- _Try it_
Render this sentence from the reading on Medicaid drug costs in Spanish: "The study said PBM fees should be in the range of 90 cents to $1.90 per prescription."

- _Reading text_
== Segment start ==

Attorneys for CVS could not immediately be reached for comment. But in CVS' request for the temporary restraining order, they said Medicaid officials "provided assurances proprietary information was only being provided to HDS and would not be further disclosed."
Mehkjian's contentions that CVS is driving up Medicaid drug costs and that the full report be released to the public is a reversal from earlier positions of Medicaid officials.
Patrick Stephan, director of managed care for Medicaid, downplayed lawmakers' concerns about drug costs at a legislative hearing in June, and Medicaid officials tuned down a request from the Dispatch and others to release the full report, saying it included proprietary information. A month later, officials announced that they changed their minds and would release it, prompting CVS to ask for a temporary restraining order.
According to the report's executive summary — which CVS agreed could be released — pharmacy benefit managers, or PBMs, billed taxpayers $223.7 million more for prescription drugs in a year than they reimbursed pharmacies to fill those prescriptions.
That 8.8 percent difference, known as the price spread, represents millions kept by CVS Caremark, PBM for four of Medicaid's five managed care plans, and Optum Rx, the PBM for the other. Largely pass-through operations, PBMs are employed to negotiate drug prices with manufacturers and process drug claims.
The study said PBM fees should be in the range of 90 cents to $1.90 per prescription. CVS Caremark billed the state about $5.60 per script; Optum charged $6.50 — three to six times higher.

== Segment end ==

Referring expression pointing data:
== Segment start ==

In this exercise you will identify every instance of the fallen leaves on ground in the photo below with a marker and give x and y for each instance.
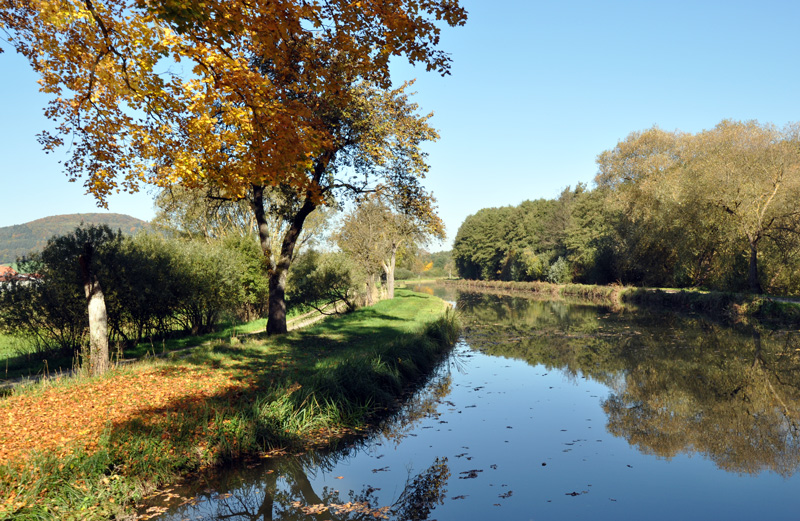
(61, 418)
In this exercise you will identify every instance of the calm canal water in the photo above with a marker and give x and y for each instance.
(558, 410)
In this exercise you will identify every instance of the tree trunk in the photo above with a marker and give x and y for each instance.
(279, 268)
(371, 290)
(276, 312)
(388, 268)
(98, 320)
(752, 277)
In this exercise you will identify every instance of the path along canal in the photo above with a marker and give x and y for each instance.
(558, 410)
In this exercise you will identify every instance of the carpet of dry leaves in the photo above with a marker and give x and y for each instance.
(60, 418)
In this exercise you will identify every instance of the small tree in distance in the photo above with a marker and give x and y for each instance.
(374, 232)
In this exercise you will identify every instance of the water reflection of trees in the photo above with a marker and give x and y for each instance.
(680, 384)
(283, 489)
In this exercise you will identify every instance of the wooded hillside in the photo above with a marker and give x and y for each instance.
(21, 239)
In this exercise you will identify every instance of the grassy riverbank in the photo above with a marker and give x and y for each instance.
(88, 448)
(734, 306)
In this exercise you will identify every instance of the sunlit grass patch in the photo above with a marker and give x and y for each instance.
(119, 435)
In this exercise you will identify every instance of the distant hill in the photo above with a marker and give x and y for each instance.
(21, 239)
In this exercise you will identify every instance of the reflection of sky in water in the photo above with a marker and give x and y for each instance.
(530, 442)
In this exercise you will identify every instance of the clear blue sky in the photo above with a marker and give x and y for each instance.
(537, 91)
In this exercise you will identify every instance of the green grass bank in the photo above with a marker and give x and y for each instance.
(309, 388)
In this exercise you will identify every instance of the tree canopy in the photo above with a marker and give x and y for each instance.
(237, 92)
(288, 96)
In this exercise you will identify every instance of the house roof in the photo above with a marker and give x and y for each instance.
(7, 273)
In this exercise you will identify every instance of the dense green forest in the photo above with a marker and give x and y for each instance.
(21, 239)
(717, 210)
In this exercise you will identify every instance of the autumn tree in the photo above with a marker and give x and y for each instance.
(250, 97)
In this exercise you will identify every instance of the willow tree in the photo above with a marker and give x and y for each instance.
(692, 202)
(751, 173)
(250, 96)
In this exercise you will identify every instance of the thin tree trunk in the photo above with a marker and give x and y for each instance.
(388, 268)
(370, 297)
(752, 277)
(98, 319)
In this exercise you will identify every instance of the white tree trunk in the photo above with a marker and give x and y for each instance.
(98, 329)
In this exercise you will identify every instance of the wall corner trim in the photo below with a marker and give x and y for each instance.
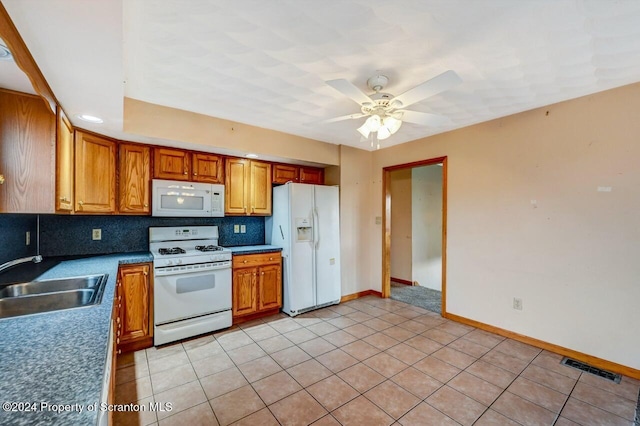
(359, 294)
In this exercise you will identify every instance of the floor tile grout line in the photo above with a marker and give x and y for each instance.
(507, 387)
(566, 400)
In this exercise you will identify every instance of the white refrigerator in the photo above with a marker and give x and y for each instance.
(306, 224)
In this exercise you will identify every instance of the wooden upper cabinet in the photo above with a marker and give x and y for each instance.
(177, 164)
(247, 188)
(207, 168)
(260, 188)
(312, 175)
(95, 174)
(27, 154)
(134, 178)
(64, 163)
(172, 164)
(283, 173)
(236, 186)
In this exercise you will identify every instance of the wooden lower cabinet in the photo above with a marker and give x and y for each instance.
(257, 285)
(134, 295)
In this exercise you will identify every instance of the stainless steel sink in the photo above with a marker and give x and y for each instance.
(51, 295)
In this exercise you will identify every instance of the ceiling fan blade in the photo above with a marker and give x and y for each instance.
(445, 81)
(345, 117)
(423, 118)
(348, 89)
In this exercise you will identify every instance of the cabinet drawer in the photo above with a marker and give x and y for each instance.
(247, 260)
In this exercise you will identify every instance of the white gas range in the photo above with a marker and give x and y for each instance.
(192, 282)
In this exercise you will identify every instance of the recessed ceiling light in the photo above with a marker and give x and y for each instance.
(5, 53)
(90, 118)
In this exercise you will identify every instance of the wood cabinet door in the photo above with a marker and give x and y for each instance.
(244, 291)
(236, 184)
(134, 173)
(312, 175)
(207, 168)
(64, 163)
(172, 164)
(95, 174)
(27, 154)
(283, 173)
(260, 191)
(136, 311)
(269, 287)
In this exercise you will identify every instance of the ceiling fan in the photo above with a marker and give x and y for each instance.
(387, 112)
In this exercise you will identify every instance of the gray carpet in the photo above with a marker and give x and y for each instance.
(418, 296)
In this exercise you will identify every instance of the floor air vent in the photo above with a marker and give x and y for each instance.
(592, 370)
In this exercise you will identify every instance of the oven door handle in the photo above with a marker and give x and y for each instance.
(182, 270)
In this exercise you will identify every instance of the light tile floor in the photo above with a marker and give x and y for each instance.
(369, 361)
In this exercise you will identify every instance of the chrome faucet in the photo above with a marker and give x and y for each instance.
(34, 259)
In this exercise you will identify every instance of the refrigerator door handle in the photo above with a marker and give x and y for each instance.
(316, 230)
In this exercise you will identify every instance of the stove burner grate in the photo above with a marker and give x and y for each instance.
(208, 248)
(174, 250)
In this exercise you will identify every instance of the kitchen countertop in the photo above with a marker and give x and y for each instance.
(265, 248)
(59, 357)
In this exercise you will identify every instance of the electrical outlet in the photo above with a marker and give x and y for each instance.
(517, 304)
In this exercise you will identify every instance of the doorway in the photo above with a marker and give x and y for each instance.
(414, 217)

== Segment end ==

- _Written reply_
El estudio indicó que las tarifas de los PBM deberían estar en el rango de 90 centavos a 1,90 dólares por receta.